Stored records
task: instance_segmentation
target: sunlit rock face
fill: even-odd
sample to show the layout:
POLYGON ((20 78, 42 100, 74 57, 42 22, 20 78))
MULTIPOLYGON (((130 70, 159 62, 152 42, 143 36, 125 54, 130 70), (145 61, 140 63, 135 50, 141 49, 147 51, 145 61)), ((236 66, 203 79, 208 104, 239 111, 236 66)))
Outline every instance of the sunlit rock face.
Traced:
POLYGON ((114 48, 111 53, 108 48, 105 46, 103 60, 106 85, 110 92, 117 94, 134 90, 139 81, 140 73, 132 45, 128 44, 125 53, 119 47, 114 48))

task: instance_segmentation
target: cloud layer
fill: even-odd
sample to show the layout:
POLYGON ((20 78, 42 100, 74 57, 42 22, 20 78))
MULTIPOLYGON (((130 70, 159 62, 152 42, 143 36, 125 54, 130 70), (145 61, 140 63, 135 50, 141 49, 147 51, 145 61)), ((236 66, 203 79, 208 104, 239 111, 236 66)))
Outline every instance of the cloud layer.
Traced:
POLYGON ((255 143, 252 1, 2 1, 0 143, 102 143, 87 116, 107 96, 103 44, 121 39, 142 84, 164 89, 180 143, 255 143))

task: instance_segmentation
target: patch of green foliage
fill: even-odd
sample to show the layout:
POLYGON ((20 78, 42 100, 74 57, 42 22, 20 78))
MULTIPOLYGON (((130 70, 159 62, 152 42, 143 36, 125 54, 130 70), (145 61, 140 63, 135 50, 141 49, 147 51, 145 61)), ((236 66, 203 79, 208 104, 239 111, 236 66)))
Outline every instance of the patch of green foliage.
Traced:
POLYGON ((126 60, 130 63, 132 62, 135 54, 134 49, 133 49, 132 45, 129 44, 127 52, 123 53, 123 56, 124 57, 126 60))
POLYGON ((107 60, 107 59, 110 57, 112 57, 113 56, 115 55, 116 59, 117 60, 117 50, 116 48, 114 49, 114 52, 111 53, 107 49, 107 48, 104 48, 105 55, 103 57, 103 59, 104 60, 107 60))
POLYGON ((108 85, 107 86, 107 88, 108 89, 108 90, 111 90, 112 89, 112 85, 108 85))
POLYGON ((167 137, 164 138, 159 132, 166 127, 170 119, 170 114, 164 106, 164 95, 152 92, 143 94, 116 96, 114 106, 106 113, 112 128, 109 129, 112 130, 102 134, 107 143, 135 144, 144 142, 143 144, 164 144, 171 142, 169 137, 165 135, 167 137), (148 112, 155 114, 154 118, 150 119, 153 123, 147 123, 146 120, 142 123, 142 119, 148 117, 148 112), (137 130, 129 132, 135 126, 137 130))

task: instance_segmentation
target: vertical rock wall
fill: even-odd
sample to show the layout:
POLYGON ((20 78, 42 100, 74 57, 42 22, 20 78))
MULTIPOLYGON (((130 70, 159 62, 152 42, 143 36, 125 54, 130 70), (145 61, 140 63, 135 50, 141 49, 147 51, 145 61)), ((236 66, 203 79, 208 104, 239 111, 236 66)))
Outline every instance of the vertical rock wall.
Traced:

What is needed | Every entry needs to be retyped exactly.

Result for this task |
task: instance_segmentation
target: sunlit rock face
fill: even-odd
sample to show the layout:
POLYGON ((20 78, 42 100, 74 57, 42 22, 20 78))
MULTIPOLYGON (((130 70, 159 62, 152 42, 143 36, 125 54, 130 70), (145 61, 140 63, 135 50, 141 49, 147 51, 145 61)), ((236 66, 203 79, 208 104, 239 111, 236 66)))
Outline every instance of the sunlit rock face.
Traced:
POLYGON ((114 48, 111 53, 108 48, 105 46, 103 60, 106 85, 110 92, 117 94, 134 90, 139 81, 140 73, 132 45, 128 44, 125 53, 119 47, 114 48))

task: instance_segmentation
target: cloud layer
fill: even-odd
sample to show the layout:
POLYGON ((20 78, 42 100, 74 57, 42 22, 20 78))
MULTIPOLYGON (((130 70, 159 62, 152 42, 143 36, 125 54, 130 70), (145 61, 140 63, 135 50, 141 49, 147 51, 145 61)), ((236 66, 203 79, 208 104, 239 111, 236 66)))
Outline every instance of the cloud layer.
Traced:
POLYGON ((255 143, 252 1, 2 1, 0 143, 102 143, 87 116, 107 96, 103 44, 121 39, 142 84, 164 89, 180 143, 255 143))

task: instance_segmentation
target: patch of green foliage
fill: even-odd
sample to show the layout:
POLYGON ((20 78, 42 100, 74 57, 42 22, 20 78))
MULTIPOLYGON (((130 70, 159 62, 152 42, 143 36, 125 54, 130 70), (145 61, 140 63, 135 50, 141 49, 147 51, 145 61)), ((236 66, 203 79, 208 104, 239 111, 236 66)))
Outline every instance of the patch of green foliage.
Traced:
POLYGON ((126 60, 130 63, 132 62, 135 54, 134 49, 133 49, 132 45, 129 44, 127 52, 123 53, 123 56, 124 57, 126 60))
POLYGON ((107 60, 107 59, 110 57, 112 57, 113 56, 115 55, 116 59, 117 60, 117 50, 116 48, 114 49, 114 52, 111 53, 107 49, 107 48, 104 48, 105 55, 103 57, 103 59, 104 60, 107 60))
POLYGON ((108 85, 107 86, 107 88, 108 89, 108 90, 111 90, 112 89, 112 85, 108 85))
POLYGON ((167 137, 164 138, 159 132, 166 127, 170 119, 170 114, 164 106, 164 95, 152 92, 143 94, 116 96, 114 106, 106 113, 112 128, 109 129, 112 130, 102 134, 107 143, 135 144, 144 142, 143 144, 164 144, 171 142, 169 137, 165 135, 167 137), (148 112, 155 114, 154 118, 150 119, 153 123, 147 123, 146 120, 142 123, 142 119, 148 117, 148 112), (137 130, 129 132, 135 126, 137 130))

task: instance_segmentation
target: vertical rock wall
fill: even-odd
sample to show the layout:
POLYGON ((20 78, 42 100, 74 57, 42 22, 20 78))
MULTIPOLYGON (((130 70, 159 62, 152 42, 143 36, 125 54, 130 70), (145 61, 140 63, 135 50, 141 49, 147 51, 145 61)), ((236 66, 203 79, 208 104, 239 111, 236 66)))
Outline every instance of the vertical rock wall.
Traced:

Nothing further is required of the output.